Requirement
Leave out the pictures and copy every record exactly.

────────────────────────────────────────

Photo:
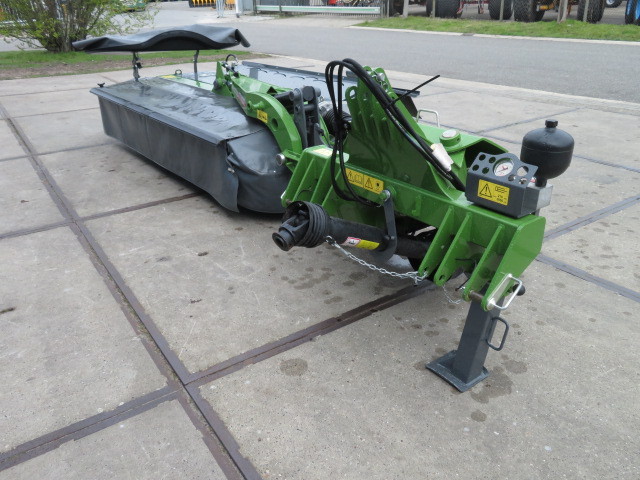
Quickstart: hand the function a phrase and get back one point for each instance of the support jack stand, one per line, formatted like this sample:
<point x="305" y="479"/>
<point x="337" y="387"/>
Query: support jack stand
<point x="464" y="367"/>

────────────────────────────────────────

Your solution
Photo:
Quickstart: hand the function a phrase and get back one point for each instance of the support jack stand, one per line, formatted like this sample:
<point x="305" y="479"/>
<point x="337" y="387"/>
Query: support jack stand
<point x="464" y="367"/>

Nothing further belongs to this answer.